» DOCUMENT EXCERPT:
┄┄┄┄┄┄
Is Féidir Linn: It is Time for a Progressive Alliance for an Alternative Ireland

The Citizen: Issue 3
Autumn 2010

Author: Aidan Lloyd, Niall Crowley, and Mary Murphy

The name Is Féidir Linn (or ‘yes we can’) was influenced by the Obama electoral campaign which captured and infused a sense of optimism and hope across the world that people could come together to create change. In late 2008, a group of people involved in civil society initiatives for community development, equality, human rights, and social inclusion in Ireland organised into a loose network. We had the ambitious goals of trying to imagine an alternative Ireland and contributing to the emergence of a social movement to advance it. Is Féidir Linn wants to be part of a process that creates a better and more equal Ireland.

The response to the current economic crisis involves mortgaging our social and economic future to bail out the banks. This has created levels of unemployment that are unprecedented, while social services that are key to our well being are being starved of resources and dismantled. The standard of living of the poorest in society is being compromised; mortgage defaults are an increasing source of hardship; and the environment is being destroyed through carbon-intense production. Yet two years into the crisis, this model is defended by an imposed consensus that ‘there is no alternative.’

We believe that, in the words of Susan George, ‘there are a thousand alternatives.’ Core to the analysis of Is Féidir Linn is the importance of articulating these alternatives. We are increasingly aware that the public articulation of a narrative of alternatives is blocked by a media that has bought into the myth that there is no alternative and a polity that increasingly seeks to silence dissent.
┄┄┄┄┄┄
» ENTRIES PROVIDED:

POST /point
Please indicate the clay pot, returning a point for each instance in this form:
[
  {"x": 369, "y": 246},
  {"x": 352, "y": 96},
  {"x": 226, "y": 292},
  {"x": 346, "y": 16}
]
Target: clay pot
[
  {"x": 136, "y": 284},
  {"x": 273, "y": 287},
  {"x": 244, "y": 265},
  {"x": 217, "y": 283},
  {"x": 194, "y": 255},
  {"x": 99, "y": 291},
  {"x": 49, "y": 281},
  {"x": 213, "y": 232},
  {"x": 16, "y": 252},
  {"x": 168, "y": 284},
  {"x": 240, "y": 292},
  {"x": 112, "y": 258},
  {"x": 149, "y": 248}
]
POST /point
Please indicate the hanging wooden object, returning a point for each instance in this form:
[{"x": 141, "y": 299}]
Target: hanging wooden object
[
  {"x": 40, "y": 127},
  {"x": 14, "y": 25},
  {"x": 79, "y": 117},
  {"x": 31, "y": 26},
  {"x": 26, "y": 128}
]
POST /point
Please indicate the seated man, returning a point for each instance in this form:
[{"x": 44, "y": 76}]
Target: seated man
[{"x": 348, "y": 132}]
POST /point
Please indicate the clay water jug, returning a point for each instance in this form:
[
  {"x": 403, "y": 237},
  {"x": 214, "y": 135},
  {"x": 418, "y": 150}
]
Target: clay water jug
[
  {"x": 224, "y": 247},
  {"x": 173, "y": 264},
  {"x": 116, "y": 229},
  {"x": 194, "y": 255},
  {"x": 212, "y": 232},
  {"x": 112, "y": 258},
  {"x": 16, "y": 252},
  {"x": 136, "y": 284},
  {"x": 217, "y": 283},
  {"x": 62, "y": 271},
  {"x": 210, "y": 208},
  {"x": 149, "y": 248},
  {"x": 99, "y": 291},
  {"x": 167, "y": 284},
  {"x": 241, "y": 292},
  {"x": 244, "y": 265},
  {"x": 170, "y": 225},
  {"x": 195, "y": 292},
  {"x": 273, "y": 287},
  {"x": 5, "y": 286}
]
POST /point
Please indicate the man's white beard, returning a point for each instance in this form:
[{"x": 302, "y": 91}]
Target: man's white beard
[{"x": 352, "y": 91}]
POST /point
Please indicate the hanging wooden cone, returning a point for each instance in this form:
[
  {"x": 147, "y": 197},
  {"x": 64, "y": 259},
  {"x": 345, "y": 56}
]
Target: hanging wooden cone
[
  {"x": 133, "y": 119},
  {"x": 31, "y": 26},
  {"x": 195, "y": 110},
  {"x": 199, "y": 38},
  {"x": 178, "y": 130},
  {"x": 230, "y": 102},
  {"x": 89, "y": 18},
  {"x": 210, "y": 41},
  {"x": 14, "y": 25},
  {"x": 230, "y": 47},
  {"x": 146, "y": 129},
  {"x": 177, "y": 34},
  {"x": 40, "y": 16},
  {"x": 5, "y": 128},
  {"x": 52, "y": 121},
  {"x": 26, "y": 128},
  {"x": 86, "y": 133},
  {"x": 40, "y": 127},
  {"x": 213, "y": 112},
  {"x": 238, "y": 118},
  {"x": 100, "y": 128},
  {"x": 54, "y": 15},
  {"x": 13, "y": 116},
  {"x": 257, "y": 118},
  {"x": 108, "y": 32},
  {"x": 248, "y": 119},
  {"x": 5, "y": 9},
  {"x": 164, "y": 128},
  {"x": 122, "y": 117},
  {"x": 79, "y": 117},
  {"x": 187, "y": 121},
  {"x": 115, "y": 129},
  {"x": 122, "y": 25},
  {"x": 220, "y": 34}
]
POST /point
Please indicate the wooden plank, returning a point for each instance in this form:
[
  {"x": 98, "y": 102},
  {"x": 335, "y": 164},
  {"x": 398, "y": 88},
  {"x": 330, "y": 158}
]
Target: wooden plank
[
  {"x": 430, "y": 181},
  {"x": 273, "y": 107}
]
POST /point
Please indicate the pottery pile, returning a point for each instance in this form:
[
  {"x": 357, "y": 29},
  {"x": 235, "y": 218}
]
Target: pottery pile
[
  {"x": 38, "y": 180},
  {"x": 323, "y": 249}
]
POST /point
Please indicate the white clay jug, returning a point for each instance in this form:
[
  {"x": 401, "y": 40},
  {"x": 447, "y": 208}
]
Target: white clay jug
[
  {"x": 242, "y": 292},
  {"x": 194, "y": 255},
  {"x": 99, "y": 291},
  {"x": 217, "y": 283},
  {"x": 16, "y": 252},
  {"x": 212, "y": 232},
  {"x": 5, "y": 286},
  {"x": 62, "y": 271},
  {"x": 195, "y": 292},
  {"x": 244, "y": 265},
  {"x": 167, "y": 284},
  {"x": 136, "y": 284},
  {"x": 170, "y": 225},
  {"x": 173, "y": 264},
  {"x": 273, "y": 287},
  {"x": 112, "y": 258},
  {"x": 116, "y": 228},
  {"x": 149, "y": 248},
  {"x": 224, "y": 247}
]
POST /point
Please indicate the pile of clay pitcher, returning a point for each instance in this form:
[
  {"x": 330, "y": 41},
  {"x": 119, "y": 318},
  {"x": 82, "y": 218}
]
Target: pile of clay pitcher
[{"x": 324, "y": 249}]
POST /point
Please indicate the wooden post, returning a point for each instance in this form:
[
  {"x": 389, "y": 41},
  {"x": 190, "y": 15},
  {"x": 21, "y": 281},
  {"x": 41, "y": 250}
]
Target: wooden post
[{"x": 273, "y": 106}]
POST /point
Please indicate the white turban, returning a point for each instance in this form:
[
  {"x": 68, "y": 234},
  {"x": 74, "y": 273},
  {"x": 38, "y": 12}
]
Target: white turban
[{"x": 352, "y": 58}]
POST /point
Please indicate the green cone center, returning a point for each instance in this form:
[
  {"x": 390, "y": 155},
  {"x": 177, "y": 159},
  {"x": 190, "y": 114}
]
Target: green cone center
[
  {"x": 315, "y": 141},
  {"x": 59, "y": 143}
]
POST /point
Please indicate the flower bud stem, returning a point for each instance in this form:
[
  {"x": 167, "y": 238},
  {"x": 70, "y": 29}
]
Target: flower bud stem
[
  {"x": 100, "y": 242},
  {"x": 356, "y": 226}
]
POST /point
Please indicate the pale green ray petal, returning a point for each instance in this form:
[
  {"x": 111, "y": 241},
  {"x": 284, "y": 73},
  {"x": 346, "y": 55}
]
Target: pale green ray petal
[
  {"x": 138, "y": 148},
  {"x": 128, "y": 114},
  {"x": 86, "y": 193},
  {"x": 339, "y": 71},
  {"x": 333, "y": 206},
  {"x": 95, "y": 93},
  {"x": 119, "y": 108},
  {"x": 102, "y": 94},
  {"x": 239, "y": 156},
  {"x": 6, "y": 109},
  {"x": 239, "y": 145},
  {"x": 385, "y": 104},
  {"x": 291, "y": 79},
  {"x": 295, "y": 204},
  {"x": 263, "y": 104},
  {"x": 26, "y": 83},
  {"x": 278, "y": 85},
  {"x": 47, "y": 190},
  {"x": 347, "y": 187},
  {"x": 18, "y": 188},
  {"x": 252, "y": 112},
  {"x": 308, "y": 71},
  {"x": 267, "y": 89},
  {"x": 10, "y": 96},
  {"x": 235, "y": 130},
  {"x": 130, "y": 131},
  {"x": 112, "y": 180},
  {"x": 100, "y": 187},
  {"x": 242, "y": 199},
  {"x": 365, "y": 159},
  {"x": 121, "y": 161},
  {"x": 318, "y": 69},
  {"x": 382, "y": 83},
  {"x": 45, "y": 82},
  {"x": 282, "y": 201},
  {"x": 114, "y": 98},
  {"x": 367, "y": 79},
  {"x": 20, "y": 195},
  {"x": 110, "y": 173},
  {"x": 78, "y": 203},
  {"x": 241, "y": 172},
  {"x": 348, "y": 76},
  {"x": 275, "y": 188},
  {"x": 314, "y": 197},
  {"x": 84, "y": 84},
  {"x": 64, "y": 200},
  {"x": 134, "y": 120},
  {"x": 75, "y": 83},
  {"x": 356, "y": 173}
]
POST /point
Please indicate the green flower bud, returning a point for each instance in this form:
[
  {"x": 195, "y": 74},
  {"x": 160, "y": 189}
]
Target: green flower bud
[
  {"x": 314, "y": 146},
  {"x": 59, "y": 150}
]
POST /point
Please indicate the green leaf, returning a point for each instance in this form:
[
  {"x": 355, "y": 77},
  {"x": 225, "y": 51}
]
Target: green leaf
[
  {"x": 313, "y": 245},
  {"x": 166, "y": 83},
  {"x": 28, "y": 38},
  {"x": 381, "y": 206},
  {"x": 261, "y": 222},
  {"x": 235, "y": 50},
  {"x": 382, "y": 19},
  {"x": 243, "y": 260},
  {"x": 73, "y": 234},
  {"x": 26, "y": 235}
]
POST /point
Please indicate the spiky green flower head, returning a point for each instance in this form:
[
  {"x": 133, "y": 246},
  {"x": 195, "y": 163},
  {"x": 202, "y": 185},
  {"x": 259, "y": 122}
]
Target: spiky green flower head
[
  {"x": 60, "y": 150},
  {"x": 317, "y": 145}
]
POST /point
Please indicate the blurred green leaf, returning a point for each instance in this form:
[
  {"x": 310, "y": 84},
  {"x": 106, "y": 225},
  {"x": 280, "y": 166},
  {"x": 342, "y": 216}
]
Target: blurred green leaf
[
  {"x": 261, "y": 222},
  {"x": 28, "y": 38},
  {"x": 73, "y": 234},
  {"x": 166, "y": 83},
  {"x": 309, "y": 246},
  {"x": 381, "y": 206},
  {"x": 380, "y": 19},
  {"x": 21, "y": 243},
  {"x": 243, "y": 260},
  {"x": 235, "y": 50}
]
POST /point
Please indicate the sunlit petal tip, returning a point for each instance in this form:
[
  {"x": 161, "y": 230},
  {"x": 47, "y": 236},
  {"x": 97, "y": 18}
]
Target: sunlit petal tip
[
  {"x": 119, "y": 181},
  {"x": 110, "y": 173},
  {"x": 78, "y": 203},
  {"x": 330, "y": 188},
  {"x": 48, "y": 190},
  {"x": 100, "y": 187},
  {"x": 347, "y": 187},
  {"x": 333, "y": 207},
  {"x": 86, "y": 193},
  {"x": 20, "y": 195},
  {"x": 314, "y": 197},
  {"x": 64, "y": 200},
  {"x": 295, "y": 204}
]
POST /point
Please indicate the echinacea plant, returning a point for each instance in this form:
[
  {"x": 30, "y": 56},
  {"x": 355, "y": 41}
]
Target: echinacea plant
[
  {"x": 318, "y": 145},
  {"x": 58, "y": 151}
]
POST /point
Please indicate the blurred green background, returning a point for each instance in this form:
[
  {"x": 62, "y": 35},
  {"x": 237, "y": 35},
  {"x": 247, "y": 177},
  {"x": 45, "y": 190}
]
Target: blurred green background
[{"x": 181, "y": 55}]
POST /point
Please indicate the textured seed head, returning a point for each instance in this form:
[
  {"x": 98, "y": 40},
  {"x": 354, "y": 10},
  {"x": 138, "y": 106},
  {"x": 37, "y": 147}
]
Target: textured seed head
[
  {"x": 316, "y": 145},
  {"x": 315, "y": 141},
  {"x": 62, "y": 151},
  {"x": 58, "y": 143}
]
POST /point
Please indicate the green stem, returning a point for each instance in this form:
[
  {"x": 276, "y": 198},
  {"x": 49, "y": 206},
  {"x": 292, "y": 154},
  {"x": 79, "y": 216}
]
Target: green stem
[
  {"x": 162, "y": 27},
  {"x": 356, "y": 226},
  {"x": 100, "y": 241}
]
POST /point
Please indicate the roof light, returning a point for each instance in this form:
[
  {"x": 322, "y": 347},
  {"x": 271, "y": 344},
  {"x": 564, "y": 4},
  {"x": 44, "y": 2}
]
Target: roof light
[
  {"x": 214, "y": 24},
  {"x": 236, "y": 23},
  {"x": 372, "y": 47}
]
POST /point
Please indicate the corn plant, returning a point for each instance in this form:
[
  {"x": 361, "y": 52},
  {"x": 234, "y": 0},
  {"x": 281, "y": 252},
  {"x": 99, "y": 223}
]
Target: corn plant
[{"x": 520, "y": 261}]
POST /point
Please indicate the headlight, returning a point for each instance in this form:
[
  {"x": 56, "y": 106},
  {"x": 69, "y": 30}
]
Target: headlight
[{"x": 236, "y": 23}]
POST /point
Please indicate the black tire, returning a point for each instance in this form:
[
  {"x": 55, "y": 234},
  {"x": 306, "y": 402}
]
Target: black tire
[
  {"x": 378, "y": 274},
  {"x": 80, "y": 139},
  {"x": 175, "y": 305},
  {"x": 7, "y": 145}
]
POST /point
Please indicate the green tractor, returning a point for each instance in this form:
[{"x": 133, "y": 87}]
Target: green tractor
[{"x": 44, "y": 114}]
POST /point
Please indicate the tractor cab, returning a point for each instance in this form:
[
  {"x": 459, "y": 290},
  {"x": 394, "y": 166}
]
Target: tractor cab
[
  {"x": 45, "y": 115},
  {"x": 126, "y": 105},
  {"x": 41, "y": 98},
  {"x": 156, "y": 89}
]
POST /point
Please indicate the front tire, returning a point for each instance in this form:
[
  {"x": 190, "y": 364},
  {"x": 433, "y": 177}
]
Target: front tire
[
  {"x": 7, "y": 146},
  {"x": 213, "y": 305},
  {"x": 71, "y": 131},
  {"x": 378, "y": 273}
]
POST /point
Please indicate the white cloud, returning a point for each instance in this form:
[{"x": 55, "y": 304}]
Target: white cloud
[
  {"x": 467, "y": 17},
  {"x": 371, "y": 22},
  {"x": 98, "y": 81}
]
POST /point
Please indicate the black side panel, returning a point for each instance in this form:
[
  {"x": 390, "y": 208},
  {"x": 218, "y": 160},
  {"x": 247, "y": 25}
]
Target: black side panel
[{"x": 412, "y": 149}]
┄┄┄┄┄┄
» REQUIREMENT A:
Translate this sentence from the Is Féidir Linn article into Spanish: "Is Féidir Linn wants to be part of a process that creates a better and more equal Ireland."
» REQUIREMENT B:
Repeat word for word the part of the Is Féidir Linn article starting with "The Citizen: Issue" and going on through "more equal Ireland.".

» FINISHED ANSWER A:
Is Féidir Linn quiere formar parte de un proceso que cree una Irlanda mejor y más igualitaria.

» FINISHED ANSWER B:
The Citizen: Issue 3
Autumn 2010

Author: Aidan Lloyd, Niall Crowley, and Mary Murphy

The name Is Féidir Linn (or ‘yes we can’) was influenced by the Obama electoral campaign which captured and infused a sense of optimism and hope across the world that people could come together to create change. In late 2008, a group of people involved in civil society initiatives for community development, equality, human rights, and social inclusion in Ireland organised into a loose network. We had the ambitious goals of trying to imagine an alternative Ireland and contributing to the emergence of a social movement to advance it. Is Féidir Linn wants to be part of a process that creates a better and more equal Ireland.